Text block:
* begin *

Has it really been 20 years since I edited the “old timer?”

I guess it has.

I’ve said many times the very best thing about this job is all the people I’ve gotten to meet whom I never would have known otherwise.

Twenty years ago this week The Reporter’s “old timer” passed away one week short of his 87th birthday.

Jack Mathena moved to Rockdale in poor health after a lifetime of hard, and constant, work. He spent his last six years with a pencil and a yellow pad recalling that life.

He became a very popular Reporter columnist and I had a relationship with Jack that nobody else did. I was his editor.

Now when I say Jack worked all his life, I can recall only a few of his jobs. In no particular order he ran a mule barn, farmed, operated a cafe, was a constable, built part of the Pan American highway in Mexico, worked in a sawmill, cut timber in Oregon, built runways at Randolph Field, picked cotton, played in a band, drove trucks.

* end *

Dataset section:
* begin *

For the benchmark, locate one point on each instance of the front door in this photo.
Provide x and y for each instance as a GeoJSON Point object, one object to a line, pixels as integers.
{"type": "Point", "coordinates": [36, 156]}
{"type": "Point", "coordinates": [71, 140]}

* end *

Written task:
Swap "pencil" for "pen" in the text about Jack Mathena and write out the passage starting with "I’ve said many" and going on through "band, drove trucks.".

Exercise response:
I’ve said many times the very best thing about this job is all the people I’ve gotten to meet whom I never would have known otherwise.

Twenty years ago this week The Reporter’s “old timer” passed away one week short of his 87th birthday.

Jack Mathena moved to Rockdale in poor health after a lifetime of hard, and constant, work. He spent his last six years with a pen and a yellow pad recalling that life.

He became a very popular Reporter columnist and I had a relationship with Jack that nobody else did. I was his editor.

Now when I say Jack worked all his life, I can recall only a few of his jobs. In no particular order he ran a mule barn, farmed, operated a cafe, was a constable, built part of the Pan American highway in Mexico, worked in a sawmill, cut timber in Oregon, built runways at Randolph Field, picked cotton, played in a band, drove trucks.